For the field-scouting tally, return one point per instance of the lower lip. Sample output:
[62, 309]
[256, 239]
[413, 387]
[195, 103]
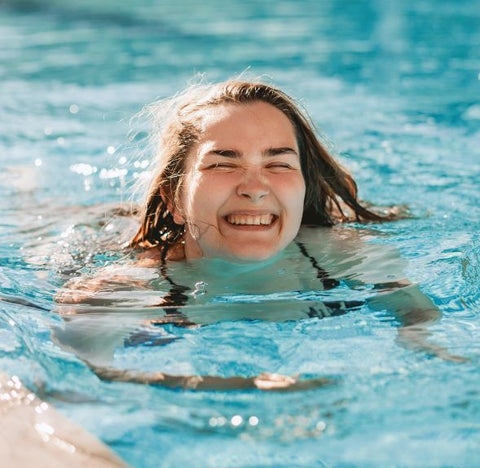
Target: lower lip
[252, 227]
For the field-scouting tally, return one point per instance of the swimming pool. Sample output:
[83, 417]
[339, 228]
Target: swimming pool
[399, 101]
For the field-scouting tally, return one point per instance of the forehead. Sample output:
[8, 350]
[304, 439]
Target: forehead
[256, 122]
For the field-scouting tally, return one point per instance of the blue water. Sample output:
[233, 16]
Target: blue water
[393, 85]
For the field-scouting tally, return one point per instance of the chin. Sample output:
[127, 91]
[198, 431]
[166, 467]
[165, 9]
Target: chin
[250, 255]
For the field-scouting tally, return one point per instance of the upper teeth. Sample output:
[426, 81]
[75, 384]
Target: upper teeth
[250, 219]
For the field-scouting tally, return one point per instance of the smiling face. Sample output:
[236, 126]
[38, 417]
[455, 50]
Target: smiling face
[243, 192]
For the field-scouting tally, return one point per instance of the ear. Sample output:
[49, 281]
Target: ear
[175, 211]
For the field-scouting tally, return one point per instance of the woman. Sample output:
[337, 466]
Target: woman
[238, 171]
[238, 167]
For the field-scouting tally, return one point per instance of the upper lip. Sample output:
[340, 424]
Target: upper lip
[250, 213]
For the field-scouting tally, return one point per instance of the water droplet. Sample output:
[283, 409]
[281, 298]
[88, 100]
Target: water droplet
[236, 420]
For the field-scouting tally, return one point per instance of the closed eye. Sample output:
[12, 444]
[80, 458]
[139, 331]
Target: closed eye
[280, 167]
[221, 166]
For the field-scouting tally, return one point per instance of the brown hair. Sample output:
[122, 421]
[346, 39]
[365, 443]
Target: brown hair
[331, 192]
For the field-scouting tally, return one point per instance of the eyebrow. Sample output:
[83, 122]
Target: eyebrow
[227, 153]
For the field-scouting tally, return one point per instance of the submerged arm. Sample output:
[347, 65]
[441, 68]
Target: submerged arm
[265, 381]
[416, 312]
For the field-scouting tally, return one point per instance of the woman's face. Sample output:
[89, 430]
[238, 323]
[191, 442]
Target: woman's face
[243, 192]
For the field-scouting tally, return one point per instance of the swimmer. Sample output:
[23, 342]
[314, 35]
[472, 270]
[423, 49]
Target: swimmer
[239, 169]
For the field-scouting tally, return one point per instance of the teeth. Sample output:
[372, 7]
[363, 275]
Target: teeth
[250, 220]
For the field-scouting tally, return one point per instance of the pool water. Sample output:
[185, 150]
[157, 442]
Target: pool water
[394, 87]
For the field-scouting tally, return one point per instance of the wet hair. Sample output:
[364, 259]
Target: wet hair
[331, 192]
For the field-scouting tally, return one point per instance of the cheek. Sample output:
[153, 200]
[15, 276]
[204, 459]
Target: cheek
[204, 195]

■ ■ ■ ■ ■

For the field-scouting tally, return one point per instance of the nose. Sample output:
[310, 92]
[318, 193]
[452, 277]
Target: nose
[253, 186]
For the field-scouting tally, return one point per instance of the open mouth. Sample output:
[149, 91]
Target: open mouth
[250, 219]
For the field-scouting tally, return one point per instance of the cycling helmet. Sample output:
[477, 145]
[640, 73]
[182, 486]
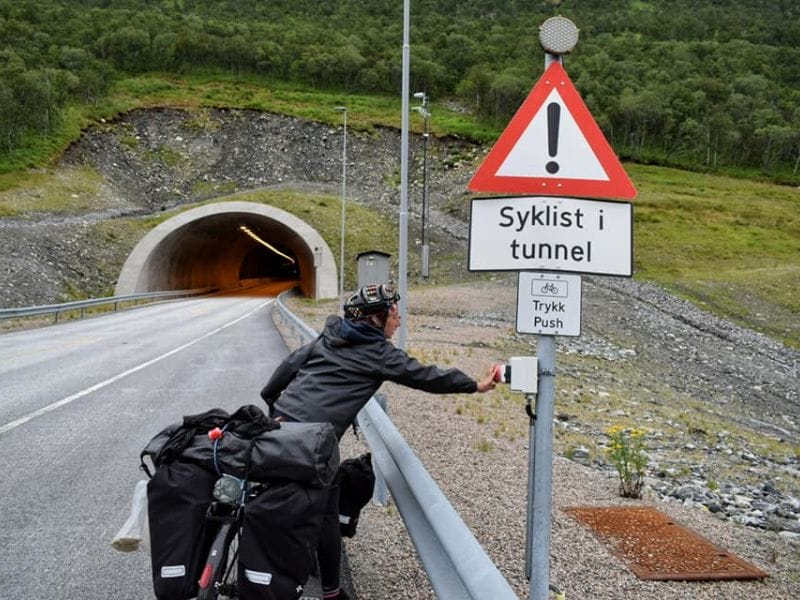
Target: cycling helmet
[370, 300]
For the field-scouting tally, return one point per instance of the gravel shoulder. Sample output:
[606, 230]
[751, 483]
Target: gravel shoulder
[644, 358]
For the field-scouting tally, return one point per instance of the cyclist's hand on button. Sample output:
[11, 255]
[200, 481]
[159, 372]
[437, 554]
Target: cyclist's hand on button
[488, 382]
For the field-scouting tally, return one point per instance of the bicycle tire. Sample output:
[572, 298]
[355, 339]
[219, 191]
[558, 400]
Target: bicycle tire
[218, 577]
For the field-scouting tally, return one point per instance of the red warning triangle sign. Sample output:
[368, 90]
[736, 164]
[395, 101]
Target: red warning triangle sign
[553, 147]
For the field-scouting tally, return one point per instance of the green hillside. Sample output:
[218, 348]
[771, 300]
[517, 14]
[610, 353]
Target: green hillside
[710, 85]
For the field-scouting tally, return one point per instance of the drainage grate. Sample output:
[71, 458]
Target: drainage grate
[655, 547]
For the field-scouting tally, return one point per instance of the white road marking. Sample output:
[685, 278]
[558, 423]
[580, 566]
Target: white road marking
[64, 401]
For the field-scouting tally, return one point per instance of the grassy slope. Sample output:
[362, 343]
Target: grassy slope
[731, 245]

■ ■ ■ ■ ■

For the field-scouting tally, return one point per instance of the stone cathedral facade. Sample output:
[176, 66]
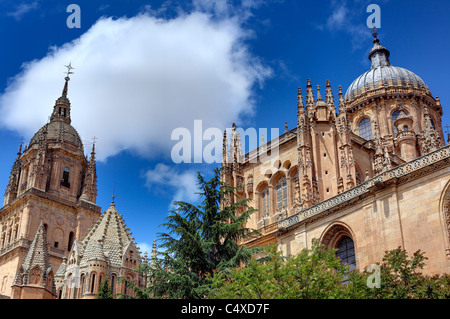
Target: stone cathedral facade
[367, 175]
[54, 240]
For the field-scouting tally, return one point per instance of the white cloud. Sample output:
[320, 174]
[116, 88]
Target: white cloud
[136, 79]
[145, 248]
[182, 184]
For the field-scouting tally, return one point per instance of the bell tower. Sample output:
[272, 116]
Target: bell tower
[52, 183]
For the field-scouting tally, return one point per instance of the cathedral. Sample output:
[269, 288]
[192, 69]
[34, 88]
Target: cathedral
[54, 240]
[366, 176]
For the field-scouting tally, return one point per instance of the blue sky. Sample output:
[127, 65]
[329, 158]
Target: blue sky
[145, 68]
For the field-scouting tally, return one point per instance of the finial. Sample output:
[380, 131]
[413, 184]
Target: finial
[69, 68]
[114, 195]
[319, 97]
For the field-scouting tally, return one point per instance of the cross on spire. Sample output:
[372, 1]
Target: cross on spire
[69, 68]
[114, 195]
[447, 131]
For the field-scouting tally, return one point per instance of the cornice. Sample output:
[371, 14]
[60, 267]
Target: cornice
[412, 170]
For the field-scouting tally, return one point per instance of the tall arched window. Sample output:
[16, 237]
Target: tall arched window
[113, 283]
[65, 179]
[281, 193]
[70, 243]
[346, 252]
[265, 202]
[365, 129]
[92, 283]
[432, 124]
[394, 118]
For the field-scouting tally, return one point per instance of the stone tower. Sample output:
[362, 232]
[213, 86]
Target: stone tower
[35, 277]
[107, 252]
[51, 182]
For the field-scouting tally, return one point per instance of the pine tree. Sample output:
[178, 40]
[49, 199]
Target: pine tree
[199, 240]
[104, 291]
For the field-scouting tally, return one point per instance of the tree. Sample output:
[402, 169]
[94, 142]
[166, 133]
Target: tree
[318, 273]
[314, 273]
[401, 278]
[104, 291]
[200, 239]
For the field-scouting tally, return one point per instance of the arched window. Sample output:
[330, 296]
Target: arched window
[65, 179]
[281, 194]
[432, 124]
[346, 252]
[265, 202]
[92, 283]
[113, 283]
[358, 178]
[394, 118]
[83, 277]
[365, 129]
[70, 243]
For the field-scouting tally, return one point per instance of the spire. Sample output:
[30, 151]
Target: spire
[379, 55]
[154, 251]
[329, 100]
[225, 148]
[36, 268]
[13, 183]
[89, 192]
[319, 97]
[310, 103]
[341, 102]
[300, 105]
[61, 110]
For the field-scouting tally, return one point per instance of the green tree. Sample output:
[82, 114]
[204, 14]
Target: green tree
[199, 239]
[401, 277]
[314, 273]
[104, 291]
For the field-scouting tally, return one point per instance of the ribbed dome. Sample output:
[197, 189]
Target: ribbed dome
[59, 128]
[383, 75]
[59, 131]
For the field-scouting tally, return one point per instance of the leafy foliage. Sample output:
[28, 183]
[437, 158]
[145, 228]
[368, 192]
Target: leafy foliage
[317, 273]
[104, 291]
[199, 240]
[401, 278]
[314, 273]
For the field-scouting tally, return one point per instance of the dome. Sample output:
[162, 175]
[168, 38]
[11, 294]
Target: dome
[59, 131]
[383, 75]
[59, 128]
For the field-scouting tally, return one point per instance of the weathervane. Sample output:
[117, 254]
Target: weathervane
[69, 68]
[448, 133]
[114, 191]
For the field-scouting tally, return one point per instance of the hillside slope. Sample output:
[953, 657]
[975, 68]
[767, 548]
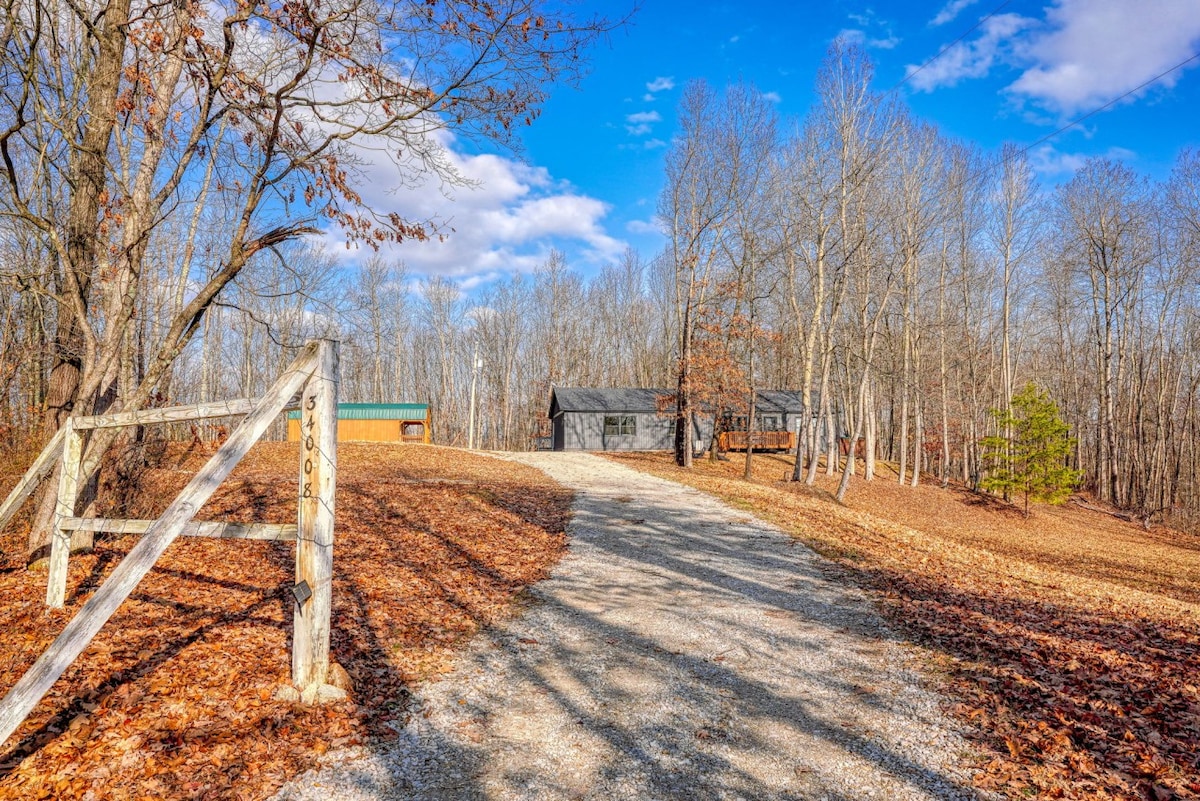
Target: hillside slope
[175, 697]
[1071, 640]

■ ■ ■ ■ ■

> Set problem
Find and copy each line of the records that contains the word "cyclist", treating uppercase and lowercase as different.

> Solution to the problem
For the field-scouting tally, return one point per instance of the cyclist's hand on button. Sample output:
Target: cyclist's hand on button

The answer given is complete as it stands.